### The request
Where the line containing "Question. For every" appears, begin retyping; continue exactly through the final line of the data. Omit every picture.

### Data excerpts
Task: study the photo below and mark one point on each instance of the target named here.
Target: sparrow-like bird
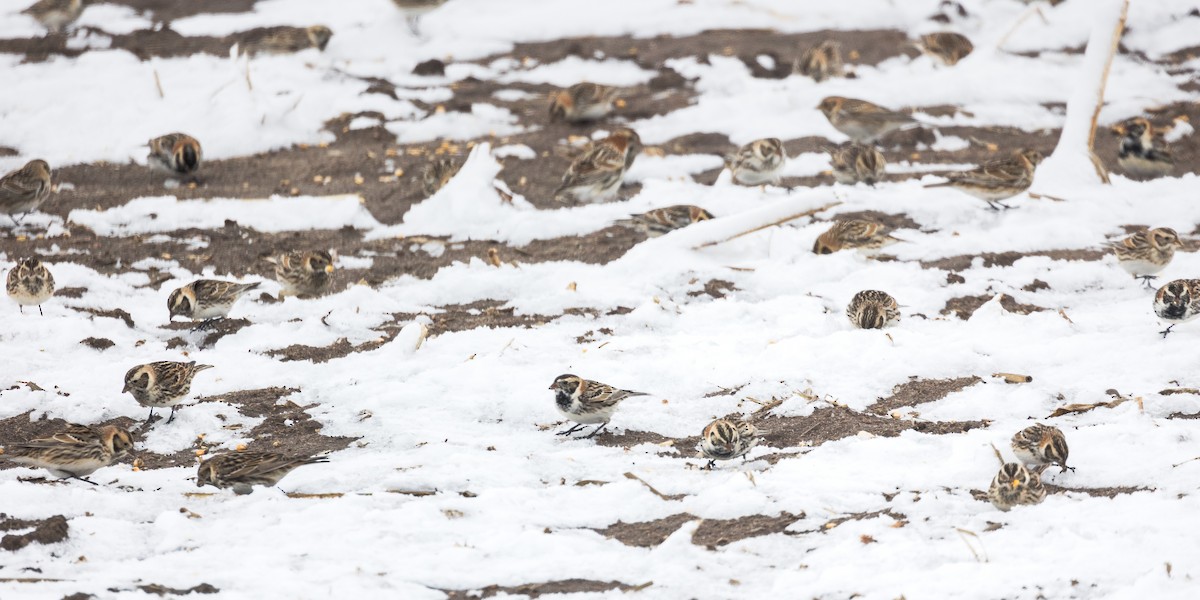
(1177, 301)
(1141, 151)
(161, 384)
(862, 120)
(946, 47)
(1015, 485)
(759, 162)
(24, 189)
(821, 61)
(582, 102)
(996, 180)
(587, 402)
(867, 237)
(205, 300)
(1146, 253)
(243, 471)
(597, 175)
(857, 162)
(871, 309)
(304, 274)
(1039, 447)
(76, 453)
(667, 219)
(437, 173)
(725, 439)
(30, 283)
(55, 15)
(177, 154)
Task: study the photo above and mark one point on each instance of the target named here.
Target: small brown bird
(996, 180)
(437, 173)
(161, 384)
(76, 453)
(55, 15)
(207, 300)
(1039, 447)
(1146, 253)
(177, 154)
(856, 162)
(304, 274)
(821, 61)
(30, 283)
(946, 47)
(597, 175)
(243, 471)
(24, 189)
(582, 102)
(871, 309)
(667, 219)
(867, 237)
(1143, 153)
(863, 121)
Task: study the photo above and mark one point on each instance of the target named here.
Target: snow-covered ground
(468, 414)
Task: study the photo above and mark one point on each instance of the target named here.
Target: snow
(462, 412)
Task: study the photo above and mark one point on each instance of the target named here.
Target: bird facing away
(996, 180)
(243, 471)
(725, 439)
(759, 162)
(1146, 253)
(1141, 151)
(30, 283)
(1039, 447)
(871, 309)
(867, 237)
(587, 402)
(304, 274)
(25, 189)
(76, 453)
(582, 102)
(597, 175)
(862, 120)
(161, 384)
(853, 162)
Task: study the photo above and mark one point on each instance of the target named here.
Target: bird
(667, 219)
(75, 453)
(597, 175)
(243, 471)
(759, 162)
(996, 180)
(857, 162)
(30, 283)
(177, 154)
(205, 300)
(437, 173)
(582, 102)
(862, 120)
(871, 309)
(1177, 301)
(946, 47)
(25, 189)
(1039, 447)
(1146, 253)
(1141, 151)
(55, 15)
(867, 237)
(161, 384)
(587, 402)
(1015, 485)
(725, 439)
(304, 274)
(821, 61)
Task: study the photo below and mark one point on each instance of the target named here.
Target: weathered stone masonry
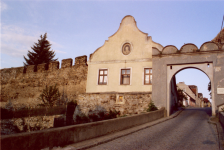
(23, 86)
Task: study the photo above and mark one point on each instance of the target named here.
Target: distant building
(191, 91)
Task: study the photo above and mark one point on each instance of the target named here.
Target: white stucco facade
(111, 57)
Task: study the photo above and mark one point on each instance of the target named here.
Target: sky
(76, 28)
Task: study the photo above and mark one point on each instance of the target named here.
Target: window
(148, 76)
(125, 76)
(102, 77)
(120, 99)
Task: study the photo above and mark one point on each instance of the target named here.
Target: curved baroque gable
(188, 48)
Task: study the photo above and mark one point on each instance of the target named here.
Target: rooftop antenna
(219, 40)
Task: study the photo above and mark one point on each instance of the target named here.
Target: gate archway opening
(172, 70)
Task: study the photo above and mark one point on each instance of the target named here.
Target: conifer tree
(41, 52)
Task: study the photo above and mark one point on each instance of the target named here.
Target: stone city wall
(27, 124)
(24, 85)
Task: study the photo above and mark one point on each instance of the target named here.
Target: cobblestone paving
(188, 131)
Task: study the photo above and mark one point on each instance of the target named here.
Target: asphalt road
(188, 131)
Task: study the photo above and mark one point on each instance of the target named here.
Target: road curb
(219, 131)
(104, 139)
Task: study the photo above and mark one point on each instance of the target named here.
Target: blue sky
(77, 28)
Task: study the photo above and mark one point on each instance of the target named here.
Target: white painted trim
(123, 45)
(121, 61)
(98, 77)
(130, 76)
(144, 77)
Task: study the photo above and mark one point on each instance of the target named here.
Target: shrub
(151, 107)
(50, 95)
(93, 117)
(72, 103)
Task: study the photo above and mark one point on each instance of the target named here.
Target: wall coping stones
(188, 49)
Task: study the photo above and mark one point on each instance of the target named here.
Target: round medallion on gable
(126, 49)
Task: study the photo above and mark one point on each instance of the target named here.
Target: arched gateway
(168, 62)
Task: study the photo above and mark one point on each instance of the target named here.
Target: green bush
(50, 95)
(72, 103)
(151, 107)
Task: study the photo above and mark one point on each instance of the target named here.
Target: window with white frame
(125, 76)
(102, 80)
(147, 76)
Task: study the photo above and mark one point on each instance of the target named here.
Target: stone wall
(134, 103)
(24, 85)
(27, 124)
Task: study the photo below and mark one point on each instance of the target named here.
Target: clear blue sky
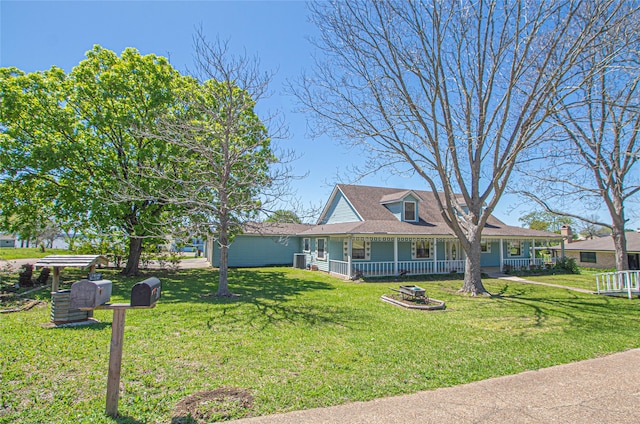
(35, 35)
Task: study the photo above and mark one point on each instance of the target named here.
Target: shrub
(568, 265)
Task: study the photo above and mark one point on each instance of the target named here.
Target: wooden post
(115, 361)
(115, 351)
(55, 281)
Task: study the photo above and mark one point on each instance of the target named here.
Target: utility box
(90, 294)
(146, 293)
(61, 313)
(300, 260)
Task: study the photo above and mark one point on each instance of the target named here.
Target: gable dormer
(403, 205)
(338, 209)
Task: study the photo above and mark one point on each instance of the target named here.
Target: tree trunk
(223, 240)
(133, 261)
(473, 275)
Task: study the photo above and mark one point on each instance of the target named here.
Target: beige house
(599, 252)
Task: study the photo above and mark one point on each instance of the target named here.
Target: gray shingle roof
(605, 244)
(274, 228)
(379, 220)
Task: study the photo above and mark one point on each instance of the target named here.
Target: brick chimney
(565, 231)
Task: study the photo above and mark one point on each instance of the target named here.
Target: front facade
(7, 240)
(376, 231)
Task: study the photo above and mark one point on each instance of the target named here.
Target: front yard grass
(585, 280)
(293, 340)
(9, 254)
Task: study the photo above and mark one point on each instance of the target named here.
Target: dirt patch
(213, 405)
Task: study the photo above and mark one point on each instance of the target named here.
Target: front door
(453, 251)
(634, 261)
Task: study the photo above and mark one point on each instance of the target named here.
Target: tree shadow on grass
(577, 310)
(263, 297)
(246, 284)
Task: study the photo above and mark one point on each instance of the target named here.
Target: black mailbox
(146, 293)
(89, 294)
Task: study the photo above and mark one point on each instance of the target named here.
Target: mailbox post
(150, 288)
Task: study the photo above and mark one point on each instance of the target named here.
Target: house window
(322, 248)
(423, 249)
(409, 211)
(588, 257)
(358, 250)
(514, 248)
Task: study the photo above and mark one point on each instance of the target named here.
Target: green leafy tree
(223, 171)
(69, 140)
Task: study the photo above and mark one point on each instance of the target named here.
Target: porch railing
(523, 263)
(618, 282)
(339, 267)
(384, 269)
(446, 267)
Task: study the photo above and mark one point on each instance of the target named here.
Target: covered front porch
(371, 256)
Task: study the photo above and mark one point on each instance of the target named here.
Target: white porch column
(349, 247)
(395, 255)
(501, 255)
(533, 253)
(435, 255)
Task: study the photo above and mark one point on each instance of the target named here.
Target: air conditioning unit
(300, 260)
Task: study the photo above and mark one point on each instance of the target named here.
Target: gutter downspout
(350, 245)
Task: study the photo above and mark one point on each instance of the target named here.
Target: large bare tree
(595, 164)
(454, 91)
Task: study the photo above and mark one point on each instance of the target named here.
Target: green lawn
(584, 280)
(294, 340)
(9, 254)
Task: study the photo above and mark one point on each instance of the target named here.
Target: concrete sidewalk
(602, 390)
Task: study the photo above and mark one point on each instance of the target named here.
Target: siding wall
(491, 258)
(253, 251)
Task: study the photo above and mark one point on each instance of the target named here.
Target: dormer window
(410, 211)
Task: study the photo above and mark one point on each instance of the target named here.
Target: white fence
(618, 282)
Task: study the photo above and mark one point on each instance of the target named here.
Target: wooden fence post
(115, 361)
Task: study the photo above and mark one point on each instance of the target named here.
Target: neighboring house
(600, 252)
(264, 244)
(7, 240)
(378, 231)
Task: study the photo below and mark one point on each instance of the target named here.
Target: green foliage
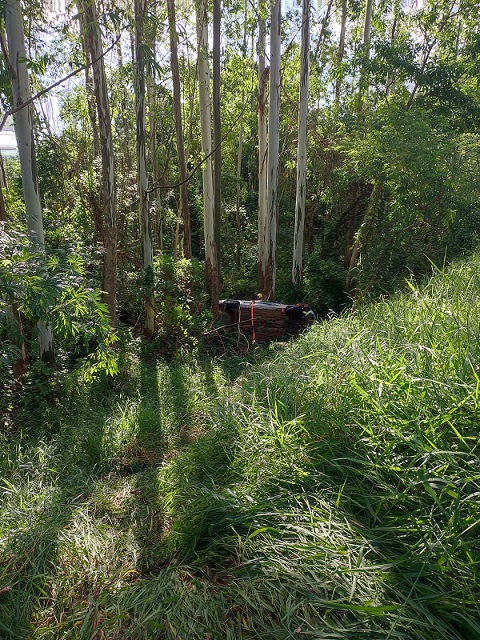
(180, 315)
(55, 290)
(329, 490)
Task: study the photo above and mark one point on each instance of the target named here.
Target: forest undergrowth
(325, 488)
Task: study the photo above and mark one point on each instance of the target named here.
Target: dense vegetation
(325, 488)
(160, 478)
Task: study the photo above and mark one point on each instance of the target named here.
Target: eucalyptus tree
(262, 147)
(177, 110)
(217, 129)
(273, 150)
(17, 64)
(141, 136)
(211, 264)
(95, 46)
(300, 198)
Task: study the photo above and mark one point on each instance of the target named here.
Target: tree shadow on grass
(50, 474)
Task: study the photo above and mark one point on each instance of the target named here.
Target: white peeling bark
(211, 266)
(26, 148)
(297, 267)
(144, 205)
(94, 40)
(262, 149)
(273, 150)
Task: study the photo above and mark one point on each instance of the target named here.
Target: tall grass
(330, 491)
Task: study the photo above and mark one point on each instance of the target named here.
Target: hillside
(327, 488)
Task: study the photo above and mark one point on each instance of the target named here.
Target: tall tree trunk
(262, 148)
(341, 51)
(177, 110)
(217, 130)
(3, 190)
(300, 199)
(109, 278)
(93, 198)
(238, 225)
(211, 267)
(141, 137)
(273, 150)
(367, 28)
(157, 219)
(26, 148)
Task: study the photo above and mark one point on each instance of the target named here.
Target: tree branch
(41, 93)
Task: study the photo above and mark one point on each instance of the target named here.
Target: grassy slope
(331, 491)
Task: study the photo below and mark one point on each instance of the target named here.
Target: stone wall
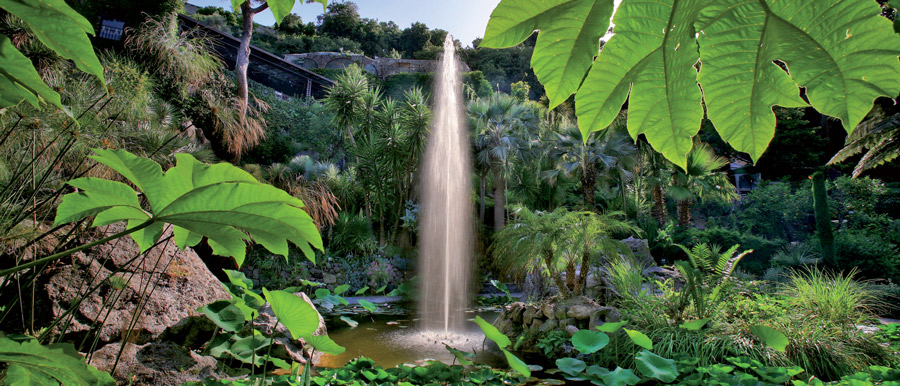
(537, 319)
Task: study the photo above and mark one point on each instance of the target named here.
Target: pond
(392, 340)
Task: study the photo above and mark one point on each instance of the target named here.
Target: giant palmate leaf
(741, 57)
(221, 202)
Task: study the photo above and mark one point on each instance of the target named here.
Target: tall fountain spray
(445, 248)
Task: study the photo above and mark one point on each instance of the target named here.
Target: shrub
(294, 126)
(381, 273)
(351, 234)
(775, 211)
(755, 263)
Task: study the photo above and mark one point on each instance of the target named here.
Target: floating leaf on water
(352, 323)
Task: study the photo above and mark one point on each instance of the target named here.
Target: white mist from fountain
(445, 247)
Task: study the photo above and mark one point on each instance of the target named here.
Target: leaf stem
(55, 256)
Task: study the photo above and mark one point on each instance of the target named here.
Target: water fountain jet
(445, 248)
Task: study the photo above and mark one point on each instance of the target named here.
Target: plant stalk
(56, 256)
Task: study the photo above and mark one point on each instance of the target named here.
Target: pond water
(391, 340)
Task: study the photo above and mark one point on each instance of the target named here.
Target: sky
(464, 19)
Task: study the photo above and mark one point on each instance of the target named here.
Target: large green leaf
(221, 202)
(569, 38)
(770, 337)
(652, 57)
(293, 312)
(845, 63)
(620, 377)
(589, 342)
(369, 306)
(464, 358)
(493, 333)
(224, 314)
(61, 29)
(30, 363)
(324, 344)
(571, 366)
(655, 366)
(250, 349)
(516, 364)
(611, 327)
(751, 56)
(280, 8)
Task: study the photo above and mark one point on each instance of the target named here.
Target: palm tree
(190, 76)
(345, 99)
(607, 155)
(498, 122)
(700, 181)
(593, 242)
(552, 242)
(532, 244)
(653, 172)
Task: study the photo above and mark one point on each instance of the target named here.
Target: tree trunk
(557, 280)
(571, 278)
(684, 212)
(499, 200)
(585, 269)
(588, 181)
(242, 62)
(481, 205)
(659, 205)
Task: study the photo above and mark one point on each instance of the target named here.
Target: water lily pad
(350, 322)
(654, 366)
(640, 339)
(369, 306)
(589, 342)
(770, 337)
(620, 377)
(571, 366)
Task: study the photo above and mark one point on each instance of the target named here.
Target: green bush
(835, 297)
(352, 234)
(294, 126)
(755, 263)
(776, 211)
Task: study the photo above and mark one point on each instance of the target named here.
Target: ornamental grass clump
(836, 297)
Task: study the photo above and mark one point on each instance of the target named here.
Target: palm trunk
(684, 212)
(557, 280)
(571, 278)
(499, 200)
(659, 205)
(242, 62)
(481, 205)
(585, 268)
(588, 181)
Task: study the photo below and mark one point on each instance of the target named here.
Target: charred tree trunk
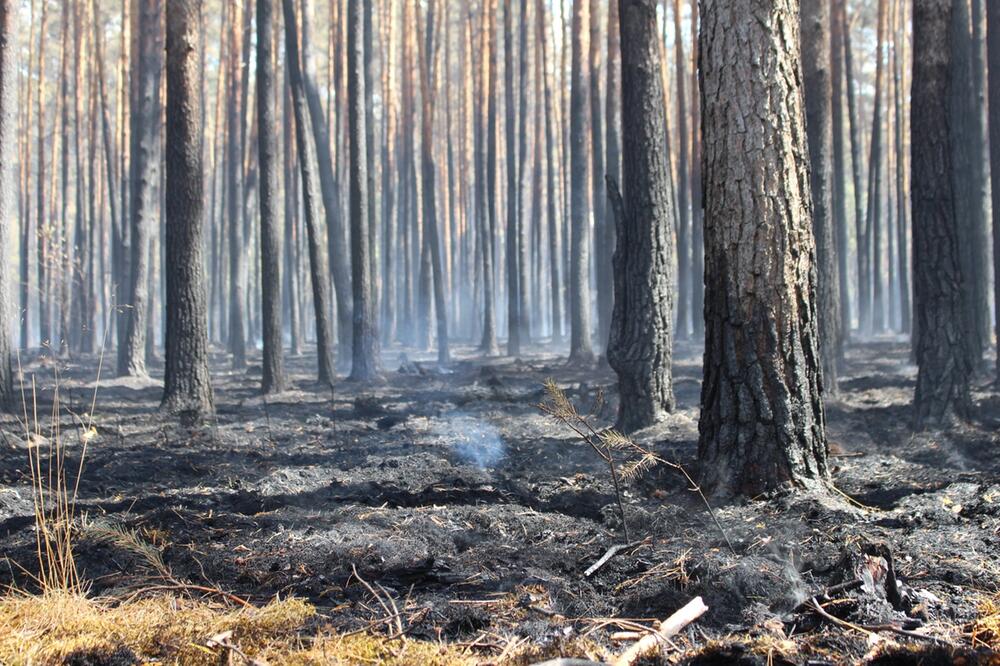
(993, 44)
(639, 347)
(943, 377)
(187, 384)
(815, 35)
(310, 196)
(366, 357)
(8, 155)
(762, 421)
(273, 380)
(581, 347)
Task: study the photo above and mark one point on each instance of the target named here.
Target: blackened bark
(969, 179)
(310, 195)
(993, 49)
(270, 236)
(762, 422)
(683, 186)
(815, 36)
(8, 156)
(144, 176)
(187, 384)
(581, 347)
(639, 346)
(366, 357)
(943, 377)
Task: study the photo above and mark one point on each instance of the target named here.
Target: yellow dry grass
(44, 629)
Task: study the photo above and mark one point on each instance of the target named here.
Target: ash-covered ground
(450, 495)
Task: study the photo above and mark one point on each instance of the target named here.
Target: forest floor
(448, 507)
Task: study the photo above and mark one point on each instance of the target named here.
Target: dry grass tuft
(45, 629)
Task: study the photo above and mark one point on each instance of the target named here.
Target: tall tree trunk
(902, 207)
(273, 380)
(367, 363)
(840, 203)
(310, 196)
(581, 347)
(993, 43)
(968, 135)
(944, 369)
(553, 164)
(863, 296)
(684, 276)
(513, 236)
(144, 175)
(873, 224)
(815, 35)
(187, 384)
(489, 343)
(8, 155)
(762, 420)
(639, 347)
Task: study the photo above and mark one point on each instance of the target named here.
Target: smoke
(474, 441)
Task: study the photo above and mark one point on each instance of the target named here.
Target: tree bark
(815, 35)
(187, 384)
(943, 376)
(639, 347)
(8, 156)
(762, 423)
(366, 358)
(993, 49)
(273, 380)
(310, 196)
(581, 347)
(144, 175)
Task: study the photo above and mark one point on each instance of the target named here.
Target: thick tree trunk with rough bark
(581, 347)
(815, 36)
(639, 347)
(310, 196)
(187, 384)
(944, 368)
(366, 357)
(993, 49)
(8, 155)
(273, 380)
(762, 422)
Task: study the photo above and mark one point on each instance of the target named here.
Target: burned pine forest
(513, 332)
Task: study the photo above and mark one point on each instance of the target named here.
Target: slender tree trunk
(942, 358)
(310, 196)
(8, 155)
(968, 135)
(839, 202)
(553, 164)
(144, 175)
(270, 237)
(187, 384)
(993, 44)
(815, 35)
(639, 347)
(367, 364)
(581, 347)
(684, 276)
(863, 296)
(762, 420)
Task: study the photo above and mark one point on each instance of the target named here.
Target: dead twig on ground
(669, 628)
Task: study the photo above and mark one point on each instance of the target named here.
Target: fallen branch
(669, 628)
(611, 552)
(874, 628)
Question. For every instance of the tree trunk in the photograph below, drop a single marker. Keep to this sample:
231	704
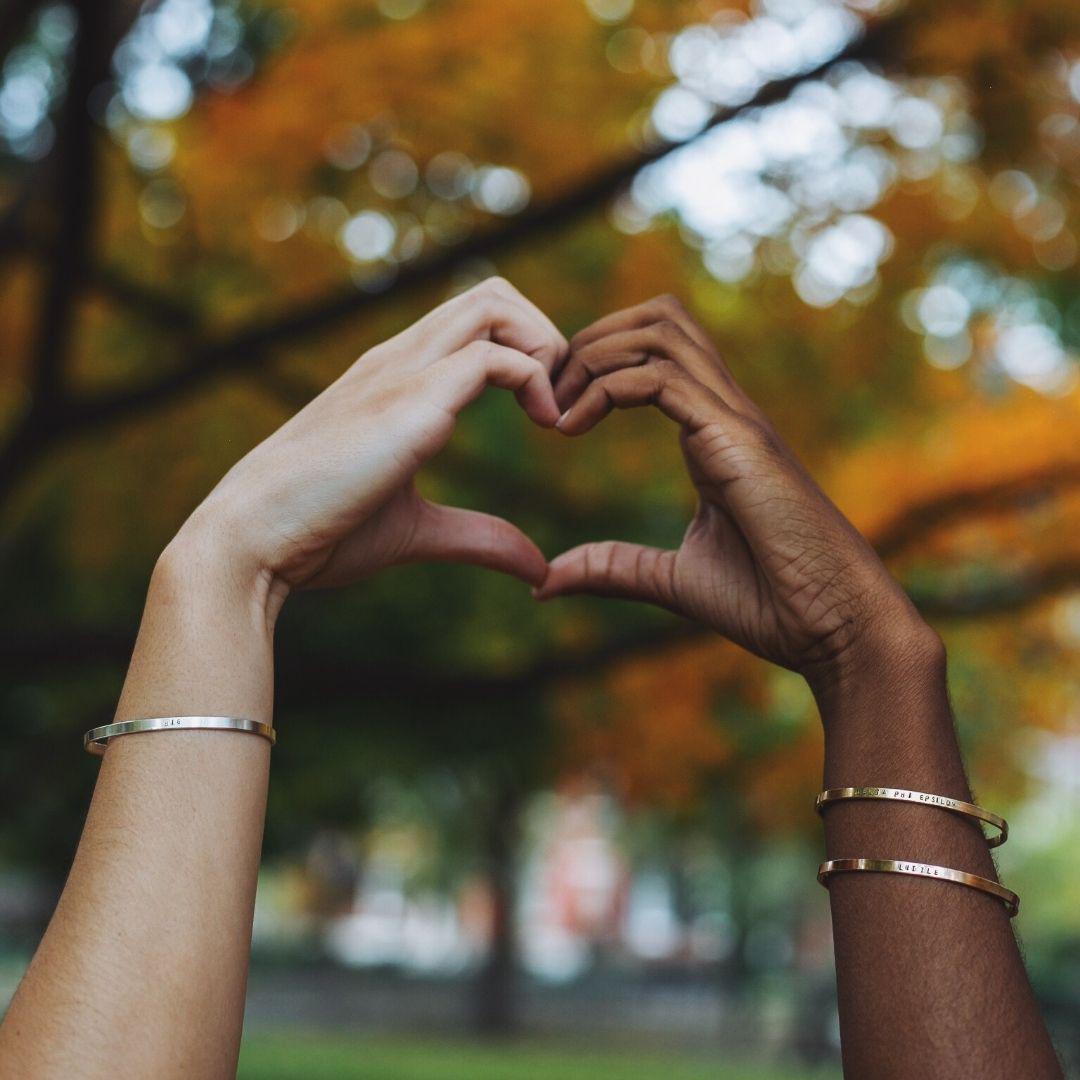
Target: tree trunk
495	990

### Problem solution
Question. For every instance of the tree trunk in the photograph below, drop a single marker. Keep to this sample:
231	704
Target: tree trunk
495	990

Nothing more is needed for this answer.